A slide from CERN that lay forgotten and decaying for 30 years has become an eye-catcher. | Photo: Jean-Yves Le Meur

Of the 450,000 or so slides held at CERN, about 100 have escaped storage and have therefore been inadequately protected. This image shows the remains of a slide that has spent 30 years in the open air of a warehouse prior to being discovered by the physicist Matteo Volpi and his colleague Jean-Yves Le Meur, who is responsible for the digital archiving of CERN’s photographs. Micro-organisms in the environment had done their work in the meantime, says Le Meur, who sought to understand why the slide was so badly degraded.

“Where the film is white, the colours have already been completely consumed”.Matteo Volpi

“Thanks to the powerful microscopes we have to hand, we were able to determine the material still present on this slide and compare it with that of a properly preserved slide”, he says. “We have identified the biological process at work: micro-organisms make the colours of the slide disappear by feeding on the gelatine of the film, which is actually there to hold onto the colours. They send enzymes into the film and then reabsorb them. You can see that certain paths have been favoured by the micro-organisms: where the film is white, the colours have already been completely consumed.

Fortunately, a small fragment of the original image remains intact, showing the central cylinder of the DELPHI detector of CERN’s Large Electron–Positron Collider (LEP), which operated from 1989 to 2000, and a scientist taking measurements in front of it.

“What I find fascinating is that this is a machine that is actually used to observe the infinitely small”.Jean-Yves Le Meur

The fragment gives the viewer the impression that he or she is looking through a telescope at someone who is looking through a telescope. “What I find fascinating is that this is a machine that is actually used to observe the infinitely small”, says Le Meur. Even more fascinating still is the encounter between particle physics and biology and the illustration of a process that is gradually transforming CERN’s memory into works of art. This slide was saved just in time from being swallowed up.

*ENTRIES PROVIDED*.
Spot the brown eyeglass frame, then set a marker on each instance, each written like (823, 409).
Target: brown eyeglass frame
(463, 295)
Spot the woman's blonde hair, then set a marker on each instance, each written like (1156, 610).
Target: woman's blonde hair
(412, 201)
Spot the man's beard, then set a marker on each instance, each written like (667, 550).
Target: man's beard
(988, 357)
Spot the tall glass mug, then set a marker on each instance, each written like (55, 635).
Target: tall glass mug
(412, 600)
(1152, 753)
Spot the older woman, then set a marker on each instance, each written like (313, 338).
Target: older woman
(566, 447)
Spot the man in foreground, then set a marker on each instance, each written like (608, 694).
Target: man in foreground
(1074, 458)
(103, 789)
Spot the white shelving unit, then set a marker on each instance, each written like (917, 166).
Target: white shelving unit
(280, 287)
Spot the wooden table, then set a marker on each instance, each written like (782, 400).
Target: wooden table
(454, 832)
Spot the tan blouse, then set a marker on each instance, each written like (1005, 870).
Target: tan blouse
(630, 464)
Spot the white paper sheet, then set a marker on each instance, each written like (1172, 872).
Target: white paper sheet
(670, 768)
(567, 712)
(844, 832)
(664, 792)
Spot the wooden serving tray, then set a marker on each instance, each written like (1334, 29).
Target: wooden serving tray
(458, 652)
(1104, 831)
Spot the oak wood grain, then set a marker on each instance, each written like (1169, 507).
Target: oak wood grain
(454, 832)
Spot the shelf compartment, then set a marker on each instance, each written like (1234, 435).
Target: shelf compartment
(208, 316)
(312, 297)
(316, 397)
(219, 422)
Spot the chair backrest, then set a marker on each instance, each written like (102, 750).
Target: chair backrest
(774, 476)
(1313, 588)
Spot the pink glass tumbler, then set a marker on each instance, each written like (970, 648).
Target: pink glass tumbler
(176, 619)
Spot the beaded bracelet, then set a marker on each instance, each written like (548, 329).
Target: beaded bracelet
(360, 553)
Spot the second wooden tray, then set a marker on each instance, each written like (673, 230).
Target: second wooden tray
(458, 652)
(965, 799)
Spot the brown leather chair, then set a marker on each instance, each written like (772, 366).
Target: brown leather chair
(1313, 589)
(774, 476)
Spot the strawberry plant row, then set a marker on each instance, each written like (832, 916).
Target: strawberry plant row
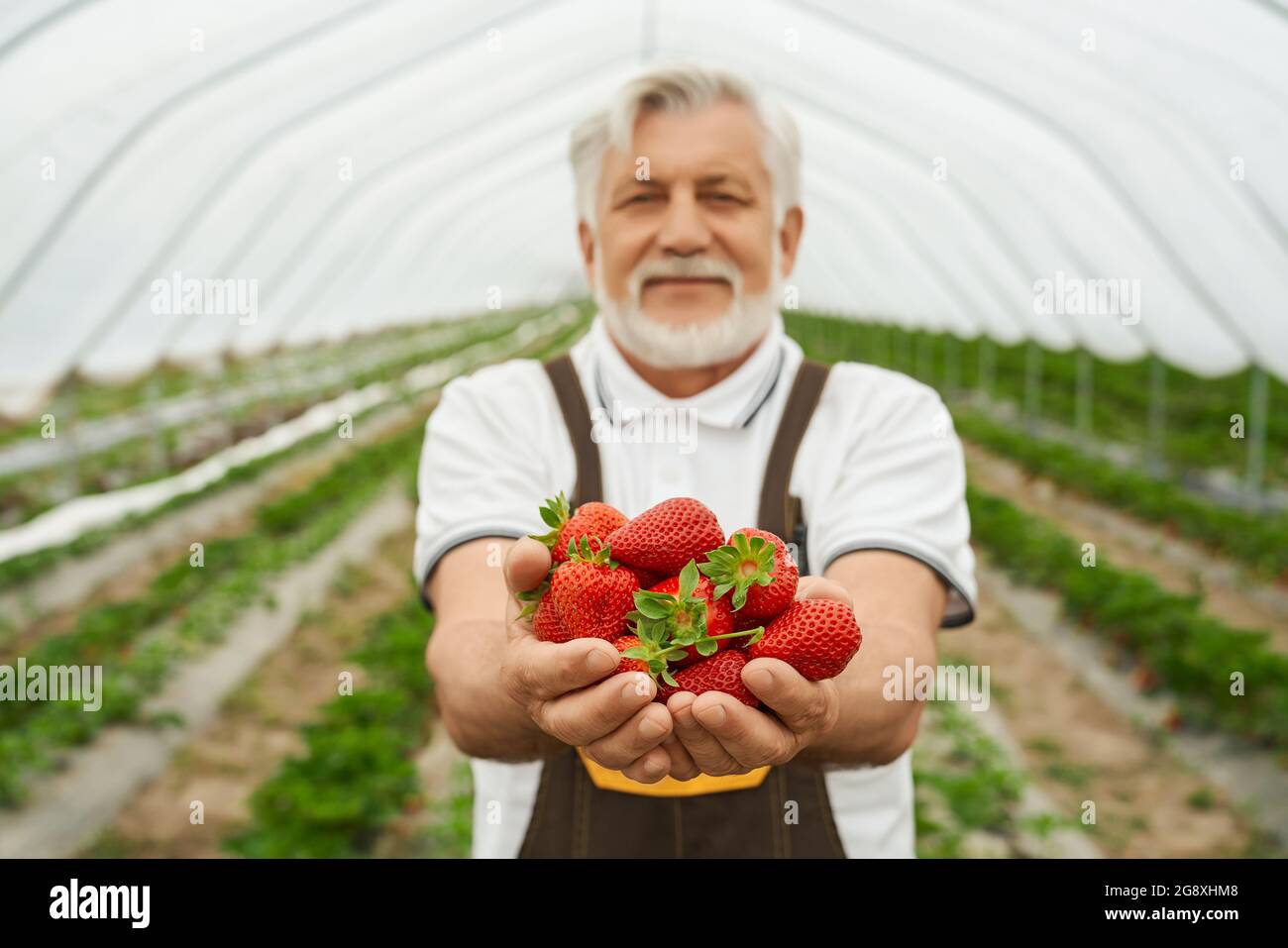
(1260, 541)
(357, 773)
(21, 570)
(1228, 678)
(137, 462)
(1198, 410)
(206, 601)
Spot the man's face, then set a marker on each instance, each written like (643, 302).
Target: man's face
(707, 196)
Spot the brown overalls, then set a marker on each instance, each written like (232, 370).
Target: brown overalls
(787, 814)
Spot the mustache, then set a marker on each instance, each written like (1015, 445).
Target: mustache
(684, 266)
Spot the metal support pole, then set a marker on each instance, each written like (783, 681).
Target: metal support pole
(1157, 415)
(64, 427)
(1033, 382)
(952, 364)
(153, 404)
(1082, 401)
(1258, 398)
(986, 368)
(923, 357)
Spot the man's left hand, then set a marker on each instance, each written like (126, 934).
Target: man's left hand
(717, 734)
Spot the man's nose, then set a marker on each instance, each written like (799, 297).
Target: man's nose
(683, 232)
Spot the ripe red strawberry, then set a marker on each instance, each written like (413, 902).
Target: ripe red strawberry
(622, 643)
(593, 519)
(721, 673)
(758, 569)
(666, 536)
(592, 592)
(546, 622)
(815, 636)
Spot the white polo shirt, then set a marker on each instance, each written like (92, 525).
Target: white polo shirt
(880, 467)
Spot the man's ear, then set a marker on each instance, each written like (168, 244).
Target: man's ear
(790, 239)
(587, 240)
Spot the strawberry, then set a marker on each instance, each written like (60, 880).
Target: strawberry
(593, 519)
(758, 567)
(666, 536)
(698, 605)
(721, 673)
(546, 622)
(592, 592)
(681, 621)
(815, 636)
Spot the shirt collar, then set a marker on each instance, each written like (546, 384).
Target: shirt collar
(729, 403)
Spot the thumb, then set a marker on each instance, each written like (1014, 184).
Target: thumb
(819, 587)
(526, 565)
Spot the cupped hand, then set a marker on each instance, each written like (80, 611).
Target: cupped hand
(717, 734)
(568, 687)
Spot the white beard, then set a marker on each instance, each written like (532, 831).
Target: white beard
(702, 343)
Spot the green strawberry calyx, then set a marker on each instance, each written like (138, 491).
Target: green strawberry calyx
(668, 625)
(554, 513)
(581, 552)
(739, 565)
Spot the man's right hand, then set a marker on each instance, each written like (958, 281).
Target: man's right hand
(565, 689)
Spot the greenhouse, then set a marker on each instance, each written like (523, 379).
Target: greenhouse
(274, 278)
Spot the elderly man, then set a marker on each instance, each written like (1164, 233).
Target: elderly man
(688, 196)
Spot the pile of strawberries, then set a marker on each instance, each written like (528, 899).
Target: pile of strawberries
(679, 600)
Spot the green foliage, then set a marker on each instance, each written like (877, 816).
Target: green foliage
(357, 775)
(975, 785)
(1258, 540)
(1193, 653)
(1198, 410)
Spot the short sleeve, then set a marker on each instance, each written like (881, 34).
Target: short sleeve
(482, 472)
(901, 483)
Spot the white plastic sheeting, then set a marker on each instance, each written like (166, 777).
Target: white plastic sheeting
(372, 162)
(78, 515)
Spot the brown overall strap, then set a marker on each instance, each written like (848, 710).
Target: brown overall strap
(780, 510)
(572, 403)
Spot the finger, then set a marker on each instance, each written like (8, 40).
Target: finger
(804, 706)
(546, 670)
(748, 736)
(820, 587)
(587, 715)
(683, 767)
(649, 768)
(526, 565)
(648, 728)
(706, 751)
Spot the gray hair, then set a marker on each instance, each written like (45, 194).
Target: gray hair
(682, 88)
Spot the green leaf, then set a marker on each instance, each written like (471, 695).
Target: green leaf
(688, 579)
(651, 607)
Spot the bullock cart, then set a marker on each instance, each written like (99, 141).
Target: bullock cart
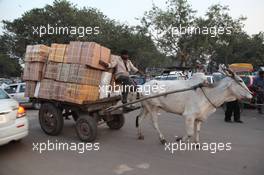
(88, 115)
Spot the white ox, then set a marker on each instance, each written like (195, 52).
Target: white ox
(194, 105)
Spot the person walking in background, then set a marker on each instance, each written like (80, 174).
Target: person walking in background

*WORK ORDER*. Reproduce, word for word, the full text above about the decaying CERN slide.

*SOLUTION TO THE EXERCISE*.
A slide from CERN that lay forgotten and decaying for 30 years has become an eye-catcher. | Photo: Jean-Yves Le Meur

Of the 450,000 or so slides held at CERN, about 100 have escaped storage and have therefore been inadequately protected. This image shows the remains of a slide that has spent 30 years in the open air of a warehouse prior to being discovered by the physicist Matteo Volpi and his colleague Jean-Yves Le Meur, who is responsible for the digital archiving of CERN’s photographs. Micro-organisms in the environment had done their work in the meantime, says Le Meur, who sought to understand why the slide was so badly degraded.

“Where the film is white, the colours have already been completely consumed”.Matteo Volpi

“Thanks to the powerful microscopes we have to hand, we were able to determine the material still present on this slide and compare it with that of a properly preserved slide”, he says. “We have identified the biological process at work: micro-organisms make the colours of the slide disappear by feeding on the gelatine of the film, which is actually there to hold onto the colours. They send enzymes into the film and then reabsorb them. You can see that certain paths have been favoured by the micro-organisms: where the film is white, the colours have already been completely consumed.

Fortunately, a small fragment of the original image remains intact, showing the central cylinder of the DELPHI detector of CERN’s Large Electron–Positron Collider (LEP), which operated from 1989 to 2000, and a scientist taking measurements in front of it.

“What I find fascinating is that this is a machine that is actually used to observe the infinitely small”.Jean-Yves Le Meur

The fragment gives the viewer the impression that he or she is looking through a telescope at someone who is looking through a telescope. “What I find fascinating is that this is a machine that is actually used to observe the infinitely small”, says Le Meur. Even more fascinating still is the encounter between particle physics and biology and the illustration of a process that is gradually transforming CERN’s memory into works of art. This slide was saved just in time from being swallowed up.